# START OF Task data
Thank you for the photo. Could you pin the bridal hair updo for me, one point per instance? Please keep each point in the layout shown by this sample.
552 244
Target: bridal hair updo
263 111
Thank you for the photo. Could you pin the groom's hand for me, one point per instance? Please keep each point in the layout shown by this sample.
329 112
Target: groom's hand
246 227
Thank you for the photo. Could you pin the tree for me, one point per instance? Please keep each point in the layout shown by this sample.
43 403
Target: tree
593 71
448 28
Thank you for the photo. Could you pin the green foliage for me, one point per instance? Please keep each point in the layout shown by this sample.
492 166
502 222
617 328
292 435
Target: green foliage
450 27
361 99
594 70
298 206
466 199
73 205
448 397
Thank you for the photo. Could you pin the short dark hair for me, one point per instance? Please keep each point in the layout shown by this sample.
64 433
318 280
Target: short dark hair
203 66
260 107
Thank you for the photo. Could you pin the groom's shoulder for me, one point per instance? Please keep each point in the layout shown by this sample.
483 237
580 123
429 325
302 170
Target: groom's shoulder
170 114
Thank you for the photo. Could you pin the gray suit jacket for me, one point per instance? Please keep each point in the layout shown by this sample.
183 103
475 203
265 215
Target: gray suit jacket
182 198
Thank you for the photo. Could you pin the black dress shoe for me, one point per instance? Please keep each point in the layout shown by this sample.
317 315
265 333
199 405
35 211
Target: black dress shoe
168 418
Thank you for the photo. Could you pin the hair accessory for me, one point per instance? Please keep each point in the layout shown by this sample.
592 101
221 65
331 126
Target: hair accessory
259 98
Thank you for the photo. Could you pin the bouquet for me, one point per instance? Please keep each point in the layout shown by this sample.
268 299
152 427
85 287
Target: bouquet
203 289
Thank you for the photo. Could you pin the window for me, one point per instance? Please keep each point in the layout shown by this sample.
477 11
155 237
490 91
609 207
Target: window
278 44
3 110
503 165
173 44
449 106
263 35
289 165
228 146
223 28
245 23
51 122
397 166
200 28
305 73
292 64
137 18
# END OF Task data
— What the task requires —
Would you restate each of the entries word for word?

— Answer to the task —
Thank you for the photo. Could you pin the bridal hair updo for me, one point per instance? Please keep each point in the layout shown by this sample.
552 244
Target: bridal hair updo
263 111
Thank you for the photo. Could you pin the groom's hand for me, one point per instance? Please keep each point in the layout shown by this sample.
329 112
Target: groom's hand
246 227
Thank you for the photo. Could you pin the tree for me, one point per instance? Please keep each point in the layout shown by this sample.
43 403
Target: tree
593 71
448 28
Thank you for the photo. Could you pin the green foliage for me, one point per instance? Please keep each point in the layout shown by this sample.
492 166
502 222
617 328
292 435
Target: green foliage
450 27
361 99
594 70
298 206
466 199
73 205
448 397
Thank you for the photo. Could you pin the short dark hair for me, one point per instance? Please keep each point in the layout shown by this sample.
64 433
318 280
Target: short dark hair
203 66
260 107
Thank you for the photo. Could you pin the groom's shoulder for me, one point per instance? Please keep each point in the layout shown by this sample.
483 237
580 123
429 325
302 170
Target: groom's shoulder
170 114
Thank you for the photo. Could you pin the gray suit jacket for me, one point per instance? Please keep each point in the layout shown by this sample.
183 103
475 203
265 215
Target: gray suit jacket
182 198
Thank you for the photo. Could you pin the black dress shoe for me, one point per instance? Please keep each point in the layout shown by this sample.
317 315
265 333
199 405
35 211
Target: black dress shoe
168 418
Thank you for the photo. Could you pin the hair accessory for me, one point per instance? Please keep each point in the layout shown by this sample.
592 101
221 65
331 126
Target: hair accessory
259 98
Thank you for the photo. Could you pin the bouquet for me, one point per instance? Please keep each point in the layout shown by this sample.
268 299
152 427
85 287
Target: bouquet
203 289
Thank you for the photo. Could you pin the window for me, one point per instance? Please keep each point in the layout shown by this sample.
477 11
155 237
490 91
609 207
Target: window
278 44
3 110
503 165
173 44
449 106
263 35
289 165
228 146
223 28
245 23
51 122
397 166
200 28
305 73
292 64
137 18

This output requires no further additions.